An exact reprint of the listing is required, with no pictures included.

= = =

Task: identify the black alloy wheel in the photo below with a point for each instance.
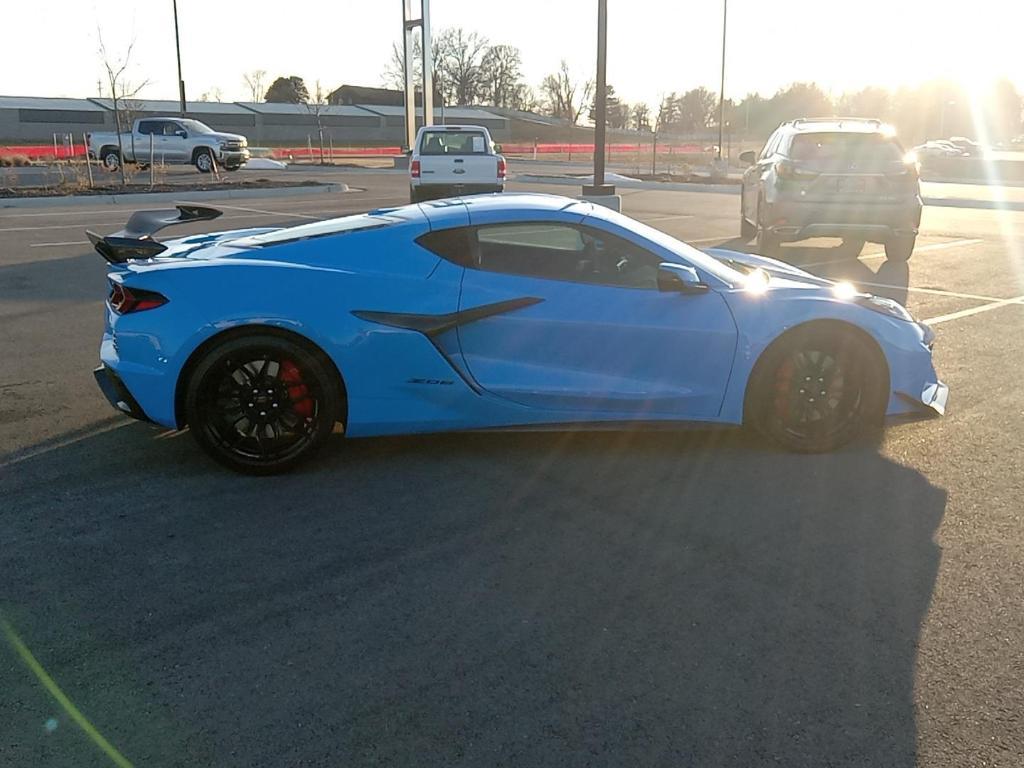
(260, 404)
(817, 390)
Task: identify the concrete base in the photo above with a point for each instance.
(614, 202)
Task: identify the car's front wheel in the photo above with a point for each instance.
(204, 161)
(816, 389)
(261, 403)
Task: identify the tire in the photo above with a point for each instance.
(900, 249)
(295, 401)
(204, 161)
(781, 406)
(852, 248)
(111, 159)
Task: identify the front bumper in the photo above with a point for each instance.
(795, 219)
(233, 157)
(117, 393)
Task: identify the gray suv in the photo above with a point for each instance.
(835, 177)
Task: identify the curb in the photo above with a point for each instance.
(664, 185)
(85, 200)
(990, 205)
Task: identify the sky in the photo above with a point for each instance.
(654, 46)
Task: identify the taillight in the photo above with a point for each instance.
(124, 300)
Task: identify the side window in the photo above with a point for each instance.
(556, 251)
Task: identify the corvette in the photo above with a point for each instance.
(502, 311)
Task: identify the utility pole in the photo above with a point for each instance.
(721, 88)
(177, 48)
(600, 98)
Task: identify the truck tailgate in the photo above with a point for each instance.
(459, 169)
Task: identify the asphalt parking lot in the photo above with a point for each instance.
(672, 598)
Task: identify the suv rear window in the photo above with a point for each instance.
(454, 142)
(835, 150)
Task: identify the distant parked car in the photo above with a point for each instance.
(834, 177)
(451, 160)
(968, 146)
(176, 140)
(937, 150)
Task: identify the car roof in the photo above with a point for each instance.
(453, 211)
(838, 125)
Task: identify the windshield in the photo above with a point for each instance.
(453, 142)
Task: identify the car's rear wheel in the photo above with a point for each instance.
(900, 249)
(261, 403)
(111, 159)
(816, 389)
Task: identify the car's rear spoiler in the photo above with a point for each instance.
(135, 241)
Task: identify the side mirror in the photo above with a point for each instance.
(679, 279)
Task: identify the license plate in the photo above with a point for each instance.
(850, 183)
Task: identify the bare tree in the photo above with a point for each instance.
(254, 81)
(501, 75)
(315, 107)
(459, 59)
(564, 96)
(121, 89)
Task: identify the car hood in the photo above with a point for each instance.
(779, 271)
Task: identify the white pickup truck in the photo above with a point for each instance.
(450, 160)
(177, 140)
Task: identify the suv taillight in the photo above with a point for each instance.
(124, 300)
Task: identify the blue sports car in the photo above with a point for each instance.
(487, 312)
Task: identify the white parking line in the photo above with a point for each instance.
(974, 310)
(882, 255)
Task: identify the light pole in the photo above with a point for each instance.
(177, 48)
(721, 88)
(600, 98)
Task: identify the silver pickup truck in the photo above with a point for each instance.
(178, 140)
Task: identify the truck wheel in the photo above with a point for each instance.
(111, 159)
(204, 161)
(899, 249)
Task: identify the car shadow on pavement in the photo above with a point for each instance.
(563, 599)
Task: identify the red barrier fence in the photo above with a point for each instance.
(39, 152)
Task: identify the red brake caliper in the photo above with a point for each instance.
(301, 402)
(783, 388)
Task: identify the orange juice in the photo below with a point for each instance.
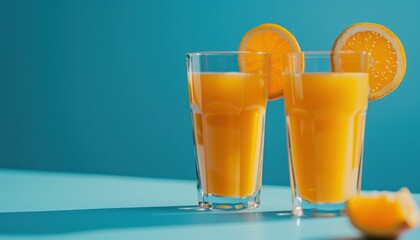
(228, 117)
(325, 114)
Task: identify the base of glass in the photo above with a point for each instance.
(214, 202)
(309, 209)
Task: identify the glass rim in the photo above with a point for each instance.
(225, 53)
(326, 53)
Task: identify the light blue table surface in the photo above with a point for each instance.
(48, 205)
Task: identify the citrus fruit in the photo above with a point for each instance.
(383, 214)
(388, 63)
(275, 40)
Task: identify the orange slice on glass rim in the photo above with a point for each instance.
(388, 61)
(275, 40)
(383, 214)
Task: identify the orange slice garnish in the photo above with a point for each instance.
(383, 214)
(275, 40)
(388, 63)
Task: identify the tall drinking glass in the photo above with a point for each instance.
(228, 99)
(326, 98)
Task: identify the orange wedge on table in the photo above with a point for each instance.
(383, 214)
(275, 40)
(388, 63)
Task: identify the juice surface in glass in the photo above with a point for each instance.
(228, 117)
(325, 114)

= = =

* [Response box]:
Task: identify the black alloy wheel in the photo below with a point for each instance.
(260, 404)
(817, 390)
Task: identify the concrete base in the photo above with a point for each instance.
(614, 202)
Task: identify the car's front wheel in the photo above with a point for each instance.
(204, 161)
(816, 389)
(261, 403)
Task: identify the tire in the photo above with a point for each instance.
(900, 249)
(295, 401)
(204, 161)
(781, 406)
(852, 248)
(111, 159)
Task: identify the front bumper in the photo above with a point for each instance.
(795, 219)
(233, 157)
(117, 393)
Task: identify the gray suv in the photo above with a point for each instance.
(835, 177)
Task: identify the curb in the photo above with a point for each instance.
(664, 185)
(85, 200)
(990, 205)
Task: identify the sky in the photo above with a point for each instance.
(654, 46)
Task: identify the taillight in the photo above with a point for each instance.
(124, 300)
Task: identify the side window in the photo above with a point for each instance.
(556, 251)
Task: identify the corvette in the photo above with a point for each instance.
(502, 311)
Task: identify the utility pole in the photo above with a point for each instance.
(721, 88)
(177, 48)
(600, 98)
Task: identify the truck tailgate in the photo above with a point for each instance.
(459, 169)
Task: identify the asphalt parking lot in the photo above with a point for each instance.
(672, 598)
Task: identify the suv rear window in the photo above with a point for each instance.
(454, 142)
(835, 150)
Task: identify the distant parked car in the photo above with a point for each instance.
(834, 177)
(451, 160)
(968, 146)
(176, 140)
(937, 150)
Task: identify the car roof in the photo above with a point for each instance.
(453, 211)
(838, 125)
Task: identify the windshield in the photo above with a point for each instance.
(453, 142)
Task: identify the car's rear wheel in the photo above with a point for each instance.
(900, 249)
(261, 403)
(111, 159)
(816, 389)
Task: identify the car's rear spoiler in the photo above with a point for each instance.
(135, 241)
Task: identify the side mirror in the photo above with a point for each instance.
(679, 279)
Task: identify the license plate in the photo above with a point for each instance.
(850, 183)
Task: identify the bare tree in the photo above with a point for each instance.
(254, 81)
(501, 75)
(315, 107)
(459, 59)
(564, 96)
(121, 89)
Task: identify the car hood in the photo above with a point for each instance.
(779, 271)
Task: identify the white pickup truck in the photo above with a point for each instance.
(450, 160)
(177, 140)
Task: identify the suv taillight in the photo above with a point for each instance.
(124, 300)
Task: identify the blue sports car in the photo above with a point for each instance.
(487, 312)
Task: identify the white parking line in the photo above with a point for each instance.
(974, 310)
(882, 255)
Task: identify the light pole in the photo above with a point for each instance.
(177, 48)
(721, 88)
(600, 98)
Task: identify the silver pickup truck in the photo above with a point for each instance.
(178, 140)
Task: identify the truck wheel in the photo above with a point for each instance.
(111, 159)
(204, 161)
(899, 249)
Task: identify the car shadow on pavement in the photo above with a point for each instance.
(563, 599)
Task: identify the red barrier fence in the photo above with a point for each instance.
(39, 152)
Task: identify the red brake caliper in the photo above with a point for each instance.
(301, 402)
(783, 388)
Task: identify the orange juice in the photo below with a point for each instance.
(228, 117)
(325, 114)
Task: identify the base of glass in the photo above with a point for each instance.
(214, 202)
(309, 209)
Task: identify the glass rim in the photo above with a point for each instance.
(225, 53)
(326, 53)
Task: identify the light blue table surface in the photo above with a point for each instance.
(48, 205)
Task: identify the citrus fruit in the photo above with a point for each instance.
(383, 214)
(388, 63)
(275, 40)
Task: identify the orange slice on glass rim in the photo above with a point for each instance.
(388, 61)
(275, 40)
(383, 214)
Task: identify the orange slice garnish in the photo above with a point for each instance.
(383, 214)
(275, 40)
(388, 63)
Task: identify the tall drinking glass in the photo above with a point for each instance.
(228, 99)
(326, 98)
Task: identify the orange wedge on table in the photo above with a point for each instance.
(383, 214)
(275, 40)
(388, 63)
Task: identify the juice surface in glass in the photo above with a point for each instance.
(228, 117)
(325, 114)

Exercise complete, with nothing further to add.